What to work on -> Rewrite the entries from the line with "of red fabric." to the line with "[309,195,463,326]", both included, keeping the request lines and shifting every bounding box coordinate up by 74.

Working data ->
————

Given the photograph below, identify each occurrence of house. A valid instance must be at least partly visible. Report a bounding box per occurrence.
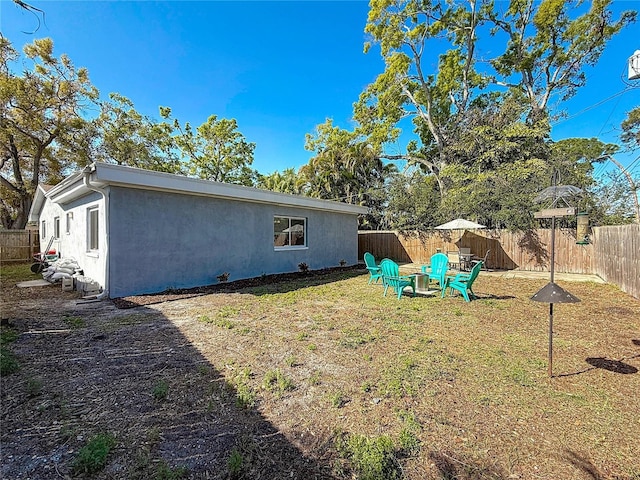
[29,163,367,298]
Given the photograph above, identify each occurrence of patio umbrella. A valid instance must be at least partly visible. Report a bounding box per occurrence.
[434,218,487,230]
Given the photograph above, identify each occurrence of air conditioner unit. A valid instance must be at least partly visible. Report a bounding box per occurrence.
[629,50,640,80]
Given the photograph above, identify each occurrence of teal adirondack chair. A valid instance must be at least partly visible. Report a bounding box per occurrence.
[442,262,482,302]
[422,253,449,288]
[380,258,416,299]
[364,252,382,283]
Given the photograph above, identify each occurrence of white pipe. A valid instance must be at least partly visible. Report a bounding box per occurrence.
[83,164,109,300]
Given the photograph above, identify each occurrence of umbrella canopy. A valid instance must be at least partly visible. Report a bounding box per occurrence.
[434,218,487,230]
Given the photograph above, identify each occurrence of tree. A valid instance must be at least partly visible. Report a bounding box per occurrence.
[166,111,258,186]
[298,119,395,228]
[94,93,182,174]
[257,168,303,195]
[0,36,98,228]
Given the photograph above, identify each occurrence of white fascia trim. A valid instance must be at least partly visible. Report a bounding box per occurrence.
[91,163,368,214]
[27,185,47,222]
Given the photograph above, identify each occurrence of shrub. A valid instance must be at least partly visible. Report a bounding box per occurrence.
[336,435,400,480]
[72,433,116,474]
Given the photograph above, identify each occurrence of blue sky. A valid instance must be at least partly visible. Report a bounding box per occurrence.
[0,0,640,178]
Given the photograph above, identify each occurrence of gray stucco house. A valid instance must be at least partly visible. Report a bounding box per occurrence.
[29,163,367,298]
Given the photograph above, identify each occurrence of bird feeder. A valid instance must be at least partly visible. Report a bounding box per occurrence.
[531,280,580,377]
[531,173,589,377]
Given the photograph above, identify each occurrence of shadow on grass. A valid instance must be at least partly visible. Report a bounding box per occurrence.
[554,339,640,377]
[586,355,638,375]
[562,450,606,480]
[0,302,334,480]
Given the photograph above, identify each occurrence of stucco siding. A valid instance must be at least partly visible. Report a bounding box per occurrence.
[109,187,358,297]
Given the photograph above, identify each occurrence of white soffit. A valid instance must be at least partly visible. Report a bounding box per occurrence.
[47,162,368,214]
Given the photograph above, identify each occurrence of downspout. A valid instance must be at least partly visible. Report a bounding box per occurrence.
[83,165,109,300]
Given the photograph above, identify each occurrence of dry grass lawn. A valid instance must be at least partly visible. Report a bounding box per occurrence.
[0,267,640,480]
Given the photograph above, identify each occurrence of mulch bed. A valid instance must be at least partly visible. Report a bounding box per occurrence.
[112,265,362,309]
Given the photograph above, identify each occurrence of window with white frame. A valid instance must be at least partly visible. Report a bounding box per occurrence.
[273,216,307,249]
[87,207,99,251]
[64,212,73,234]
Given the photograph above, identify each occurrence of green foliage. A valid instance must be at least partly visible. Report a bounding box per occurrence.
[0,37,98,228]
[336,435,401,480]
[620,107,640,151]
[232,368,256,409]
[0,346,20,377]
[169,113,257,186]
[94,93,182,173]
[72,433,117,475]
[344,0,637,230]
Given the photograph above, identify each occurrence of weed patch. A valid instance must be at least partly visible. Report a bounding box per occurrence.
[262,369,295,396]
[336,435,401,480]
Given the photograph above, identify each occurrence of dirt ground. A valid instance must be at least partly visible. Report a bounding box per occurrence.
[0,269,640,480]
[0,272,350,480]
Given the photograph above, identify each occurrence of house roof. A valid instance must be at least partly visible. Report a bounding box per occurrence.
[29,162,367,221]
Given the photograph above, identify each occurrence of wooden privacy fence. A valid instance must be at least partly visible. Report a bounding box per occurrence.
[358,224,640,298]
[592,224,640,298]
[0,230,40,263]
[358,229,595,273]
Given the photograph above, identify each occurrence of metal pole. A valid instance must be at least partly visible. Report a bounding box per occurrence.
[548,303,553,377]
[549,217,556,377]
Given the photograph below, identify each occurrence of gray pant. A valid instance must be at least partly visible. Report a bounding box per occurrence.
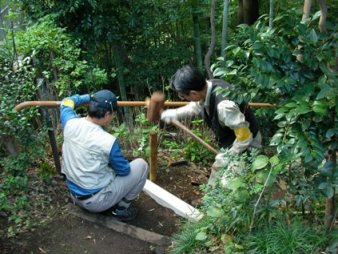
[71,159,148,212]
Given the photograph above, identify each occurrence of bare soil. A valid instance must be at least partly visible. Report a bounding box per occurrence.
[0,153,208,254]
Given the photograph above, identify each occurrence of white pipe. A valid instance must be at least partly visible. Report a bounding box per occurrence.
[143,180,203,221]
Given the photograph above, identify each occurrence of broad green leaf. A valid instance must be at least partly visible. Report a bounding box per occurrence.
[308,29,318,43]
[228,177,244,191]
[195,231,208,241]
[252,155,269,171]
[320,161,335,176]
[316,84,333,100]
[325,129,335,138]
[323,185,334,198]
[207,206,223,218]
[269,155,279,166]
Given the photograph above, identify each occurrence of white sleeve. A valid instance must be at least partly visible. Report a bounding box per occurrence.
[217,100,252,154]
[176,101,202,119]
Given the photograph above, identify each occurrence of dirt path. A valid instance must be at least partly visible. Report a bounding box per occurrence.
[0,162,206,254]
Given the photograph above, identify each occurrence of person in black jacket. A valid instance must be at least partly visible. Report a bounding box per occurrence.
[161,65,262,185]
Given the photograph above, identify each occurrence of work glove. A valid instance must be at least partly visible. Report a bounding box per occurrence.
[161,109,177,124]
[208,151,245,188]
[208,153,228,188]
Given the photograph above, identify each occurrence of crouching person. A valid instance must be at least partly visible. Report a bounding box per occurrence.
[60,90,148,221]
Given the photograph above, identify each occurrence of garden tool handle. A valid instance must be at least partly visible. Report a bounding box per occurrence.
[14,101,187,111]
[171,119,218,154]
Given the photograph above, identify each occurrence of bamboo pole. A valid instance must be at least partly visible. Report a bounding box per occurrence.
[149,130,157,182]
[14,101,275,111]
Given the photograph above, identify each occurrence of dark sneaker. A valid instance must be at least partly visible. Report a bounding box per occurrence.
[112,206,137,221]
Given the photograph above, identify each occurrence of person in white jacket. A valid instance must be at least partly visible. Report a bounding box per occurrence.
[60,90,148,221]
[161,65,262,185]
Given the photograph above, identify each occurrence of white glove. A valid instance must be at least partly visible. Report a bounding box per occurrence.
[208,153,228,188]
[212,153,229,170]
[161,109,177,124]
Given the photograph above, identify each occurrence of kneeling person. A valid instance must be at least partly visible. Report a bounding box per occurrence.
[60,90,148,221]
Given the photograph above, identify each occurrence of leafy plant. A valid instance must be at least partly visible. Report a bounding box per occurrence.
[244,218,327,254]
[184,119,215,164]
[170,150,327,253]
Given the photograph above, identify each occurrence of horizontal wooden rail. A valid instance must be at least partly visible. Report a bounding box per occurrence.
[14,101,275,111]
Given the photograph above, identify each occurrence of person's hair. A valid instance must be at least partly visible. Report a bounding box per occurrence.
[170,65,207,94]
[87,101,113,119]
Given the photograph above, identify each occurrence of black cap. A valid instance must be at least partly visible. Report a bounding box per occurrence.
[90,89,117,111]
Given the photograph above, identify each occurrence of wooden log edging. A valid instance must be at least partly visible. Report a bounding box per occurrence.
[66,204,172,247]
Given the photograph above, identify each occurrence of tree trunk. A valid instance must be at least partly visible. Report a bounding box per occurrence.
[221,0,229,57]
[191,0,203,71]
[269,0,274,29]
[318,0,327,32]
[302,0,312,22]
[204,0,216,79]
[113,45,133,128]
[0,137,19,156]
[237,0,259,25]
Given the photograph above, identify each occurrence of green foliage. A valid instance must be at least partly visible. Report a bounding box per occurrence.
[0,48,37,140]
[16,16,107,96]
[184,120,215,164]
[214,9,338,208]
[173,151,328,253]
[37,162,56,183]
[245,219,327,254]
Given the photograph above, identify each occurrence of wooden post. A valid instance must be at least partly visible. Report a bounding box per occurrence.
[149,130,157,182]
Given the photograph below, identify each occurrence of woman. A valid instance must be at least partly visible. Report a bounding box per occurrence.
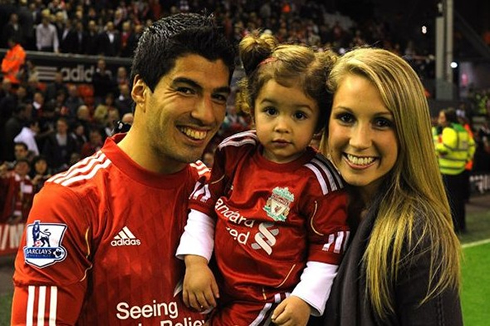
[321,48,462,325]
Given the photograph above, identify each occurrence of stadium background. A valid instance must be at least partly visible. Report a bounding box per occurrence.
[0,0,490,325]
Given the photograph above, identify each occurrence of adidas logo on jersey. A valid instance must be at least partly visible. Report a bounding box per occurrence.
[111,226,141,247]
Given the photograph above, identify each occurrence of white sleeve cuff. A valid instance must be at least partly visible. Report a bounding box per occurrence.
[175,209,215,262]
[291,261,339,316]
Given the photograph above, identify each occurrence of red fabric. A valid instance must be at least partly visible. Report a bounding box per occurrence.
[12,134,207,325]
[2,44,26,84]
[189,132,348,320]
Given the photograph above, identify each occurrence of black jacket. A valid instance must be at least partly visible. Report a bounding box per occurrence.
[309,195,463,326]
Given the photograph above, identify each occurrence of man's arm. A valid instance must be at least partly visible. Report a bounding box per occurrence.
[11,183,93,325]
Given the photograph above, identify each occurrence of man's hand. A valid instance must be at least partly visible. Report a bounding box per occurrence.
[183,255,219,311]
[271,295,311,326]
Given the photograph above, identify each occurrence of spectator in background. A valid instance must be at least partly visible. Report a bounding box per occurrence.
[42,118,76,172]
[45,70,68,101]
[18,0,36,51]
[2,36,26,88]
[70,121,88,153]
[121,112,134,125]
[435,108,475,233]
[29,155,51,194]
[114,84,133,117]
[14,119,39,156]
[80,128,104,158]
[92,58,115,106]
[97,21,121,57]
[14,85,30,105]
[113,66,130,86]
[0,78,17,126]
[9,142,31,169]
[0,159,34,224]
[58,18,78,53]
[36,11,59,53]
[1,12,24,47]
[32,90,45,119]
[72,19,86,54]
[2,104,32,161]
[121,20,138,58]
[83,20,99,55]
[65,84,85,120]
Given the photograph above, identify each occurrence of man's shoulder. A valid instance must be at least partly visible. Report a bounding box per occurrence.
[218,130,259,150]
[45,151,112,192]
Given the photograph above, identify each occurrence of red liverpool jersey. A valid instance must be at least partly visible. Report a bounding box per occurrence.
[12,135,207,326]
[189,131,348,303]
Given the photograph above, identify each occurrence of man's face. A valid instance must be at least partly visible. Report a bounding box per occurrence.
[132,54,230,173]
[14,145,28,160]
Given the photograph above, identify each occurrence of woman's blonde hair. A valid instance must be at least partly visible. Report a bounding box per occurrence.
[236,31,337,131]
[321,48,460,318]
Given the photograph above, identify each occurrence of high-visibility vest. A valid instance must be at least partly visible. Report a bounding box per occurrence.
[436,123,475,175]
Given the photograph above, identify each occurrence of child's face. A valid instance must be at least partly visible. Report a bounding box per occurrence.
[254,80,320,163]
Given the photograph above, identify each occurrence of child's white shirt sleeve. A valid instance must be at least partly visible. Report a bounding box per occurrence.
[175,209,215,262]
[291,261,339,316]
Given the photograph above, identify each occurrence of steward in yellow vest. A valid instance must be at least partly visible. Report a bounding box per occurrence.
[436,123,475,175]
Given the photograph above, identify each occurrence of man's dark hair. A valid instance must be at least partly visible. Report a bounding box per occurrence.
[131,13,235,92]
[14,141,29,151]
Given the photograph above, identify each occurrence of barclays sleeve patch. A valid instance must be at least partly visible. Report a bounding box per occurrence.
[24,221,67,268]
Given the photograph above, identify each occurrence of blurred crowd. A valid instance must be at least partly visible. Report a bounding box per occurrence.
[0,0,490,223]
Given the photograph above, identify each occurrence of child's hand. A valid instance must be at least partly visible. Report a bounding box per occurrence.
[183,255,219,311]
[271,295,311,326]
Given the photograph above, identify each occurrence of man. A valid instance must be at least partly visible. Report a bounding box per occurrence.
[36,11,60,53]
[12,14,235,325]
[434,108,475,233]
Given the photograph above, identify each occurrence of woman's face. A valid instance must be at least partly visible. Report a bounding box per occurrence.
[328,74,398,195]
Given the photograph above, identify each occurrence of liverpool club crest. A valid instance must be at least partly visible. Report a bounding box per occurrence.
[264,187,294,222]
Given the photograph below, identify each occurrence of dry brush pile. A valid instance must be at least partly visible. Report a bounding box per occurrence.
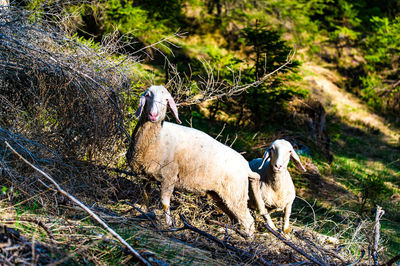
[0,4,384,265]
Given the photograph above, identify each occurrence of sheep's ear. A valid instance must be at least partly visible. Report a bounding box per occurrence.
[167,96,182,124]
[290,149,307,172]
[135,90,149,119]
[258,147,272,170]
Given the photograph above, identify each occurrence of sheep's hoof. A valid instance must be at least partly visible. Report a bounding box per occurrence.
[283,227,291,235]
[165,214,172,226]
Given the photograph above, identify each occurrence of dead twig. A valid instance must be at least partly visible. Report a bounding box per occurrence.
[372,205,385,266]
[264,223,325,265]
[5,141,151,266]
[347,250,365,266]
[383,254,400,266]
[176,214,271,265]
[124,200,160,231]
[295,232,348,264]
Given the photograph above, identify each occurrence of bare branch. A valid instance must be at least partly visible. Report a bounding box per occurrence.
[264,223,325,265]
[5,141,151,266]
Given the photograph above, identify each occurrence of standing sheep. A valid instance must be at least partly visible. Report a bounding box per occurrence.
[127,86,261,234]
[249,139,306,233]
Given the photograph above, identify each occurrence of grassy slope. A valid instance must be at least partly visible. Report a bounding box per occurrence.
[303,62,400,255]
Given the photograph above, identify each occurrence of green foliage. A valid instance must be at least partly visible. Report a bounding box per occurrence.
[104,0,170,44]
[364,16,400,68]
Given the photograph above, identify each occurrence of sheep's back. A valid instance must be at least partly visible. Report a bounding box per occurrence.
[161,122,249,191]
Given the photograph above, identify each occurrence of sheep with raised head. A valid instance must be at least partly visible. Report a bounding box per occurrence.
[127,86,261,234]
[249,139,306,233]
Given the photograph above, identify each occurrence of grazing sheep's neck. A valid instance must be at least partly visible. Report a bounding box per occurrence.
[132,116,163,168]
[267,163,286,189]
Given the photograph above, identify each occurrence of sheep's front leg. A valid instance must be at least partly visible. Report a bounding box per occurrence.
[161,180,174,226]
[282,202,293,234]
[161,163,178,226]
[249,178,277,230]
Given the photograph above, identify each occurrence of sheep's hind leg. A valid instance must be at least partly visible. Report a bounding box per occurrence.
[282,203,292,234]
[161,177,176,226]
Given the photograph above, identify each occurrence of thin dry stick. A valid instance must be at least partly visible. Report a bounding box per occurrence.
[5,141,151,266]
[265,223,325,265]
[372,205,385,266]
[168,214,270,265]
[177,48,296,106]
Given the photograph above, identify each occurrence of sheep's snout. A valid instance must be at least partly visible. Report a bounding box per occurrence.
[273,163,283,172]
[149,111,158,122]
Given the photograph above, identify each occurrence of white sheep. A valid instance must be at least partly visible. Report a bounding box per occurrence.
[249,139,306,233]
[127,86,261,234]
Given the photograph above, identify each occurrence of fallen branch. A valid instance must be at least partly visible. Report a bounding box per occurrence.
[372,205,385,266]
[265,223,325,265]
[5,141,151,266]
[170,214,271,265]
[295,232,348,264]
[383,254,400,266]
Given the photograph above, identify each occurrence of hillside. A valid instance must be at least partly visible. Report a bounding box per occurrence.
[0,0,400,265]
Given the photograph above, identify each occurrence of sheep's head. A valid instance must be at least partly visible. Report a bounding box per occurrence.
[260,139,306,172]
[135,85,182,124]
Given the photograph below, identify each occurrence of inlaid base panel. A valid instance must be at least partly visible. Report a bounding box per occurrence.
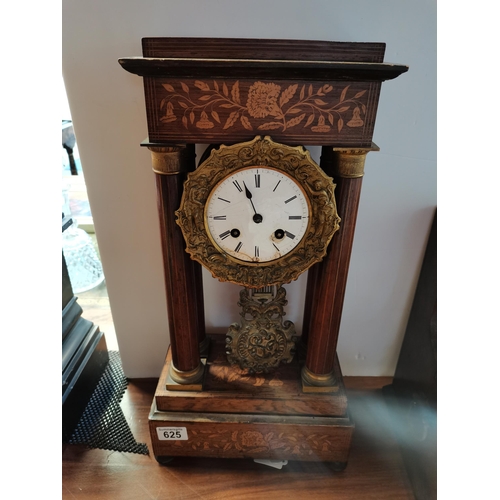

————

Answer in full ->
Given the photograph above, identify each occurrence of red fabric. A valid instance must be at least partly visible. Report a bounding box per occurrence.
[86,208,281,399]
[76,118,100,158]
[263,206,422,394]
Given the photograph above, identify each occurrence of black jacket. A valid instance must be at least partly visible. Report a bounding box per occurrence.
[383,269,537,400]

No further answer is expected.